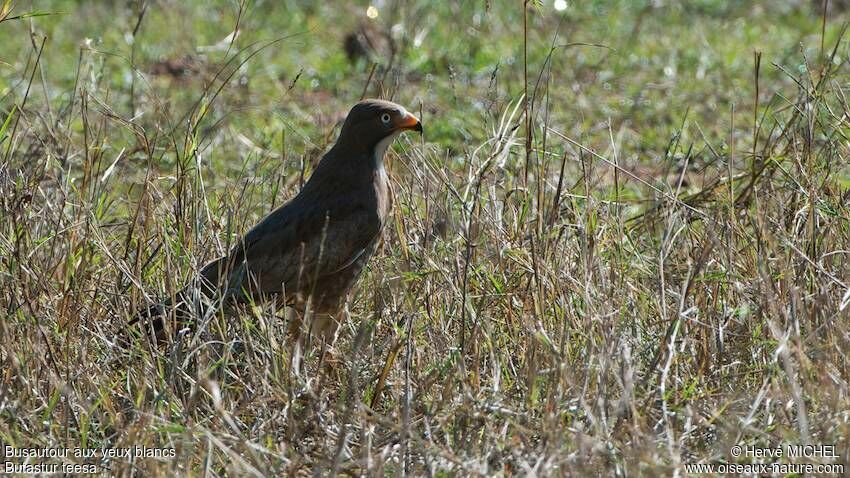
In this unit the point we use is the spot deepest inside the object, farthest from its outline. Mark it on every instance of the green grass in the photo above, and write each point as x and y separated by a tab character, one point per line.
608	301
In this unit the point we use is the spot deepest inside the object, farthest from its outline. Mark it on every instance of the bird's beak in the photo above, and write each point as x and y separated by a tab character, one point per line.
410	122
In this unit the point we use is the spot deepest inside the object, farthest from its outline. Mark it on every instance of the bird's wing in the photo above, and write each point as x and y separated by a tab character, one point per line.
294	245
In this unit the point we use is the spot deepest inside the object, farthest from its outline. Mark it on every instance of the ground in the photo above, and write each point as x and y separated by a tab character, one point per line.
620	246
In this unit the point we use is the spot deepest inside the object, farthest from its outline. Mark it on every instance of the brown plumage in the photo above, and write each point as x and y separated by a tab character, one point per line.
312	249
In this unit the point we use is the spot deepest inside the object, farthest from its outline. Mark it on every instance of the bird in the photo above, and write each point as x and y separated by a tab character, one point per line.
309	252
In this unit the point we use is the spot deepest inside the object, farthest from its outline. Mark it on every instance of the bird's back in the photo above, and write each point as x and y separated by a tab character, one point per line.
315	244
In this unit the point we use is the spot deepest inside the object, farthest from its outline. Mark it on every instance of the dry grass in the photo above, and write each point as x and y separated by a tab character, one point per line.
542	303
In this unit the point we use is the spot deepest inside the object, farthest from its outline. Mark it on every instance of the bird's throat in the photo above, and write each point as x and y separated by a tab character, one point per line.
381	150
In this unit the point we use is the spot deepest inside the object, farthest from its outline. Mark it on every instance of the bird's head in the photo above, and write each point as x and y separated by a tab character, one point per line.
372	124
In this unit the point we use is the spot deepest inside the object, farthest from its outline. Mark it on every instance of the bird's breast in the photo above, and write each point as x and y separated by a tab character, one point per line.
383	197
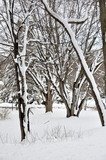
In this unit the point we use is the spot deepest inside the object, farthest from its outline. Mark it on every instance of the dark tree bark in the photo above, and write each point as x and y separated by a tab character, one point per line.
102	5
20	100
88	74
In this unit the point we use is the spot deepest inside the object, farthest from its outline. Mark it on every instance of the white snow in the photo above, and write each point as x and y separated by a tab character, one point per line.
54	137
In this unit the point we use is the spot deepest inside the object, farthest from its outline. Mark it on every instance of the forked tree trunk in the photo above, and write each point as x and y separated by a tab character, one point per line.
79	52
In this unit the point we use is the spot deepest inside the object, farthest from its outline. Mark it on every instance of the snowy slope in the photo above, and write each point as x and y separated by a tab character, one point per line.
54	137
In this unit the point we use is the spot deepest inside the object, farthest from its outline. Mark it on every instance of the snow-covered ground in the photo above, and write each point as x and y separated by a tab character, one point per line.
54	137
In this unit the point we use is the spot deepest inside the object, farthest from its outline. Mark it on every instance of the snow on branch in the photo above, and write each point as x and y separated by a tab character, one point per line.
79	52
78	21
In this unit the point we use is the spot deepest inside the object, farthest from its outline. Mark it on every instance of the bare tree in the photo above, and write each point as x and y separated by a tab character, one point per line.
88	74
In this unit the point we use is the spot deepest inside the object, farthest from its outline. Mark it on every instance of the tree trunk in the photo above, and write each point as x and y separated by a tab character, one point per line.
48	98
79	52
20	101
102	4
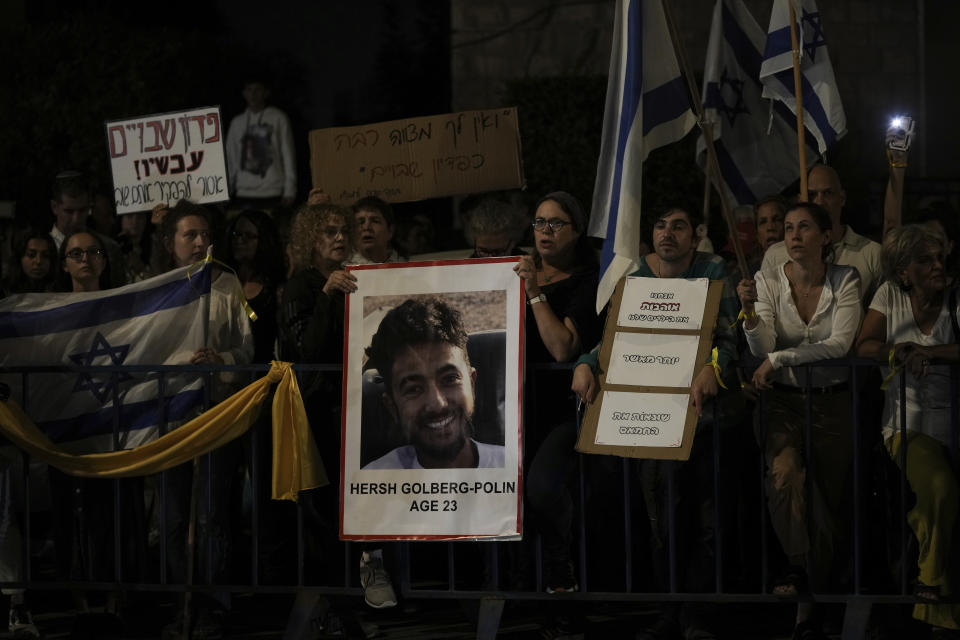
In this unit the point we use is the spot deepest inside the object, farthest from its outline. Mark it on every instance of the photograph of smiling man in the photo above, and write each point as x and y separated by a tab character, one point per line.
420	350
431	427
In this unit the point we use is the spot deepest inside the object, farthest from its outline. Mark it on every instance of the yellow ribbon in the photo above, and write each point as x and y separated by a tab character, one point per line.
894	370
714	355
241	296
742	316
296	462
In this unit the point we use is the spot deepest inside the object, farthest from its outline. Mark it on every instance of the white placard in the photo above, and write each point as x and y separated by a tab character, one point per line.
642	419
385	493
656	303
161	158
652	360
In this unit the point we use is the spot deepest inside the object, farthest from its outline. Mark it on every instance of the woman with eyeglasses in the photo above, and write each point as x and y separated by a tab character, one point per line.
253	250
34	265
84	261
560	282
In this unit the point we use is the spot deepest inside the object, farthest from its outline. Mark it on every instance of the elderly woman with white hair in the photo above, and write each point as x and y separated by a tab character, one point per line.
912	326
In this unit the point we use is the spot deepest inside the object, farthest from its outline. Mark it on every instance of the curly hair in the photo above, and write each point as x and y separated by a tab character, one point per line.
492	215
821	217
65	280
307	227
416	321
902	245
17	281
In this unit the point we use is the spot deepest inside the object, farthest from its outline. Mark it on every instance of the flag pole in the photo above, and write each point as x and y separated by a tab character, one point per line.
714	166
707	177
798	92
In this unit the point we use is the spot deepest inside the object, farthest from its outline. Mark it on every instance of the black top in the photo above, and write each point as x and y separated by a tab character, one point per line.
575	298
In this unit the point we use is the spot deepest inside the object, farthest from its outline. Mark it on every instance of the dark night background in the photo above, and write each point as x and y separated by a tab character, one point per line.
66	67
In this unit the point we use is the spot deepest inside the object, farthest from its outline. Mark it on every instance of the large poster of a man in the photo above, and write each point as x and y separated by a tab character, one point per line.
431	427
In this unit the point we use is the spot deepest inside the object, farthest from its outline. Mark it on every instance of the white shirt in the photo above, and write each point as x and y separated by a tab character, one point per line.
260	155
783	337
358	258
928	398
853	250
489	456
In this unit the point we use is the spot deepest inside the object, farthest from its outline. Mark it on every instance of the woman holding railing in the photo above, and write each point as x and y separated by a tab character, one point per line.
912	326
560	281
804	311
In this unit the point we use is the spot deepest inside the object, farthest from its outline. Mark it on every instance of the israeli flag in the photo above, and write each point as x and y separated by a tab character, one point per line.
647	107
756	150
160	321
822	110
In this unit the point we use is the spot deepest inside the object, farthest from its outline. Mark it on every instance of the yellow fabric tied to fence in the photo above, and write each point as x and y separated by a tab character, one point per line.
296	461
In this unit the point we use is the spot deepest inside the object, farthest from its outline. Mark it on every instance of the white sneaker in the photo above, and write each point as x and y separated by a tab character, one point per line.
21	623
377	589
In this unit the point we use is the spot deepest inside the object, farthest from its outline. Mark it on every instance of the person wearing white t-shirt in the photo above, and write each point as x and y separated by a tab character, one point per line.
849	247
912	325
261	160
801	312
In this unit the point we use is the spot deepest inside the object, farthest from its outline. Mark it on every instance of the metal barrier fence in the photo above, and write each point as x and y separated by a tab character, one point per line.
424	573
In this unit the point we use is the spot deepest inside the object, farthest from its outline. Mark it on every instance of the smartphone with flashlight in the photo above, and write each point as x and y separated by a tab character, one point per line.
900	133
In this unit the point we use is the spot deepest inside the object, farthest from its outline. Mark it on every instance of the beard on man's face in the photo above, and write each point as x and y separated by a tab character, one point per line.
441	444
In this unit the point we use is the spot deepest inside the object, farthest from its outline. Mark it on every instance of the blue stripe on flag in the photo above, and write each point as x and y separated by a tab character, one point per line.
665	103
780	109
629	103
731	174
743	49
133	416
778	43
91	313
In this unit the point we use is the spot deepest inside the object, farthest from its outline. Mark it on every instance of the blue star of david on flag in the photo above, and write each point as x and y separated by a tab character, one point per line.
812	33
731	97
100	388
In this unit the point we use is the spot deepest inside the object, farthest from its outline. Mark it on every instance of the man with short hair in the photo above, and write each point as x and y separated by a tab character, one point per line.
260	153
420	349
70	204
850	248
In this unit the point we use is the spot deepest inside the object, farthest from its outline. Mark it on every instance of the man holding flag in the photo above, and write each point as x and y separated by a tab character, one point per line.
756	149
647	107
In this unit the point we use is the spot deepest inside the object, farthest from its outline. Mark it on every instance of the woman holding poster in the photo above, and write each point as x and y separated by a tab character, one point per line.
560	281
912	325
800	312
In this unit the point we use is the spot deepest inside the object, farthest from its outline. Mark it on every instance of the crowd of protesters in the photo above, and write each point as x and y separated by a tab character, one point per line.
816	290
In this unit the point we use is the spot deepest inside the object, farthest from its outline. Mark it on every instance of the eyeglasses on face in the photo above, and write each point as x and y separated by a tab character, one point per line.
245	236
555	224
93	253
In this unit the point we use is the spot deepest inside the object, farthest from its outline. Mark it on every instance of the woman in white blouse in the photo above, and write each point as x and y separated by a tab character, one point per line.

----------

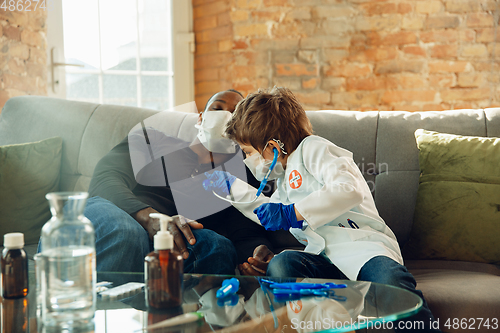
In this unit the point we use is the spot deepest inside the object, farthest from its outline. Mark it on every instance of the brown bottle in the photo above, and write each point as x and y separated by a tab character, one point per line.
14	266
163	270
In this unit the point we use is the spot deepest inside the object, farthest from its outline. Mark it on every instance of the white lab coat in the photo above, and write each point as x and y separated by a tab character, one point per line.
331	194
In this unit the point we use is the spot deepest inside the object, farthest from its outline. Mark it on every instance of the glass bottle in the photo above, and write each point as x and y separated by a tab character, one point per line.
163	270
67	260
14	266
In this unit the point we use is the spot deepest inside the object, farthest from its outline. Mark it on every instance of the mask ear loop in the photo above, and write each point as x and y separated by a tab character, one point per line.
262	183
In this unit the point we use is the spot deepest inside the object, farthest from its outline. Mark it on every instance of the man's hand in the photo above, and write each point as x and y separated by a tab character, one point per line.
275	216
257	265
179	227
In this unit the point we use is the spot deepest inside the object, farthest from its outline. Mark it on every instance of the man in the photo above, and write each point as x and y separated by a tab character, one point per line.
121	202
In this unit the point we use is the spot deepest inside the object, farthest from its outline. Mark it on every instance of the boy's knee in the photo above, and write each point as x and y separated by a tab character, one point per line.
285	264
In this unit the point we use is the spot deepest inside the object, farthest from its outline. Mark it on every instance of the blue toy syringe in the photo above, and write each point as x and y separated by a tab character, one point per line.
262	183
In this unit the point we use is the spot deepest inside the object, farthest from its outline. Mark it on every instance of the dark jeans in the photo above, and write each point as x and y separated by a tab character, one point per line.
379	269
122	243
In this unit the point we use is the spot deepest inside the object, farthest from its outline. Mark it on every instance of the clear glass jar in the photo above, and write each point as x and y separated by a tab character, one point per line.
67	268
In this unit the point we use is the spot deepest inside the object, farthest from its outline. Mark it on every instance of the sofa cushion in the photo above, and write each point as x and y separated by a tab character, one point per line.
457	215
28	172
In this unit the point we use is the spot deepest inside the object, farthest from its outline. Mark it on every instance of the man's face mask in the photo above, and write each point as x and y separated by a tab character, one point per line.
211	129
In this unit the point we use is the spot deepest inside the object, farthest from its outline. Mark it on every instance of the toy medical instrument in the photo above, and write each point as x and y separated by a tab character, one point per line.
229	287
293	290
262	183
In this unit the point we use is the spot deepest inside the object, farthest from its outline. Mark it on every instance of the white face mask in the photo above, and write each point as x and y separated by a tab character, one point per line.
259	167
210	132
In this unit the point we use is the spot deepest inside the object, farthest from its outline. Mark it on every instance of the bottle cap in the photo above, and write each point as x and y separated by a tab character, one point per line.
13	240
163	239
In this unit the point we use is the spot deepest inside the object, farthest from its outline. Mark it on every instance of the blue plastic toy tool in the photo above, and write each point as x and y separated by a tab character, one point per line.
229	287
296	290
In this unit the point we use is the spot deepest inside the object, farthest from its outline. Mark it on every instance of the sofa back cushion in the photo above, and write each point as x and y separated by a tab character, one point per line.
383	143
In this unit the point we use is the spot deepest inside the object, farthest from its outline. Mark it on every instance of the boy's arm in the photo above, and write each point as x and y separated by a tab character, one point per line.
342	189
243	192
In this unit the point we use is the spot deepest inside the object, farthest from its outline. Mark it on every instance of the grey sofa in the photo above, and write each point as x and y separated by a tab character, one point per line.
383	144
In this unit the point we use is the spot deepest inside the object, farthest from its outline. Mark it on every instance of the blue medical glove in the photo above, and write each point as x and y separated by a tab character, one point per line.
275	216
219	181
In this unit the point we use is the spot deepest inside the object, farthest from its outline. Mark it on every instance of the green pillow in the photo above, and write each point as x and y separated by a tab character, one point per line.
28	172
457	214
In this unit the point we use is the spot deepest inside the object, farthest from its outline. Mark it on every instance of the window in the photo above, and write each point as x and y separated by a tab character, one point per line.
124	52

----------

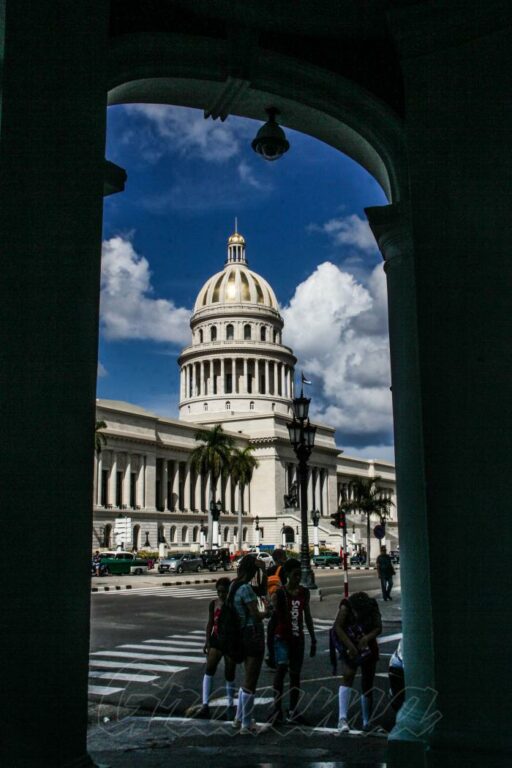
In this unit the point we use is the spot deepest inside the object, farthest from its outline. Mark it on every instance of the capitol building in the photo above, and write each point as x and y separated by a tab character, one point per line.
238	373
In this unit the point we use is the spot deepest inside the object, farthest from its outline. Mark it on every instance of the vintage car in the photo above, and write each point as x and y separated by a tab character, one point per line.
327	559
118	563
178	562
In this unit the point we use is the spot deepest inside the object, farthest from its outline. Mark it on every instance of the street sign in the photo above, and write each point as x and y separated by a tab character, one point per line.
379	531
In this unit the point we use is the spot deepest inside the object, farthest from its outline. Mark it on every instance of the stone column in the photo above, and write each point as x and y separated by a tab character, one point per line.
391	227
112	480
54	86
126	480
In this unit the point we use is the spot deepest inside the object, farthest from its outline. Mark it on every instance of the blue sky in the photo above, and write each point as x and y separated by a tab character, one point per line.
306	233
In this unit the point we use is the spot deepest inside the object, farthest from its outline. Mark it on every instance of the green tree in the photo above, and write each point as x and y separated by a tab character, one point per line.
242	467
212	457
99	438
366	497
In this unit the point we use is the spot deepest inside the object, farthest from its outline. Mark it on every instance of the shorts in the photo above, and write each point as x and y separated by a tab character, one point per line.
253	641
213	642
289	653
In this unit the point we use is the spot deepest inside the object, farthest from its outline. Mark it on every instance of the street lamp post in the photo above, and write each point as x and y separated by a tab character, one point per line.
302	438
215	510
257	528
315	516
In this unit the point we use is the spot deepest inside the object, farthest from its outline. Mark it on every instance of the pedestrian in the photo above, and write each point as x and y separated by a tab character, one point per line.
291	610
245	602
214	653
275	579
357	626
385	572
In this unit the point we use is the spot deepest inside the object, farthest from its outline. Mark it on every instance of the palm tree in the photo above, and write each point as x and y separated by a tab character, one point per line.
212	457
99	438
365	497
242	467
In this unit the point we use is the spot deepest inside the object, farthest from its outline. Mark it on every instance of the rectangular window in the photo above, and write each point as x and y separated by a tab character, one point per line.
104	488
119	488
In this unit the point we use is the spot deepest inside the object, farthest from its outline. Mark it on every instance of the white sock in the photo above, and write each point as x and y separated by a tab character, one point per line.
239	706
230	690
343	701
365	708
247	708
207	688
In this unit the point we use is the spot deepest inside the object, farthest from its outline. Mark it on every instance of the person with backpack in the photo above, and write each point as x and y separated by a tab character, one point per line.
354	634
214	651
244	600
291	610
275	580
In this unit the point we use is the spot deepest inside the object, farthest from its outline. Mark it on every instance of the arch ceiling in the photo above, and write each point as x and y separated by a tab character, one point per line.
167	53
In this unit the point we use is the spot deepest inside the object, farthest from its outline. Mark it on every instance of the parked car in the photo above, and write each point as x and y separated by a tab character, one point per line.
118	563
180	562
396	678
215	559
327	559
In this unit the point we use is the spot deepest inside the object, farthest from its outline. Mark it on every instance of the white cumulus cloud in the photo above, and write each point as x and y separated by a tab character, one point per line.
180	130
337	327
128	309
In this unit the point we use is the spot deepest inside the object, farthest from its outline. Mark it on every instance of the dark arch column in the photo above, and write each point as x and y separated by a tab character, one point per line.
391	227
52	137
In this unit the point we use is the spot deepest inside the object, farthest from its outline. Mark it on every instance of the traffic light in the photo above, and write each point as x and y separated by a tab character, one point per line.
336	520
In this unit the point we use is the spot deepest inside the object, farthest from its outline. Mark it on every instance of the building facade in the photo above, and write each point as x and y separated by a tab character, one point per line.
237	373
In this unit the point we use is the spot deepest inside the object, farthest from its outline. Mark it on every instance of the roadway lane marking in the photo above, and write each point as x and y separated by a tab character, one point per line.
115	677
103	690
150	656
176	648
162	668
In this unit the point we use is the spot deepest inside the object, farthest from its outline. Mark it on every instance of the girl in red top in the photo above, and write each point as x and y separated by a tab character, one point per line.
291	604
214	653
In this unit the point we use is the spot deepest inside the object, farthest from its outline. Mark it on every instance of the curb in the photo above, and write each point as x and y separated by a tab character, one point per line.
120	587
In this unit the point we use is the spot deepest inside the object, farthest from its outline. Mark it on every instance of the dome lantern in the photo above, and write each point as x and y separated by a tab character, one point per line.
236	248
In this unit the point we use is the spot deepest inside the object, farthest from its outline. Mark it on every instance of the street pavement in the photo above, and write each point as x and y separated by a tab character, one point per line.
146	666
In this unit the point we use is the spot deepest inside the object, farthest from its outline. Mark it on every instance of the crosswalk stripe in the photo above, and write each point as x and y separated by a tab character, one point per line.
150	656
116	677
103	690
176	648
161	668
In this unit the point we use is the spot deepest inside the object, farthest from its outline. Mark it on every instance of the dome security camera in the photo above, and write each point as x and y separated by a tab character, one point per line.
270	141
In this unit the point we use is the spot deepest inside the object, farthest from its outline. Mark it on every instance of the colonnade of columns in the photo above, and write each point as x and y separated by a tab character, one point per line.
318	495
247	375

----------

WRITTEN TASK>
List every line in the entries above that contains the string "slope", copying each line in full, and treat case as significant.

ANSWER IN FULL>
In this unit the point we use is the spot deepest inside the object, farthest from its outline. Mark it on every instance of the snowy slope in the photo above, and write each point as x and y separated by a tab character, one point per line.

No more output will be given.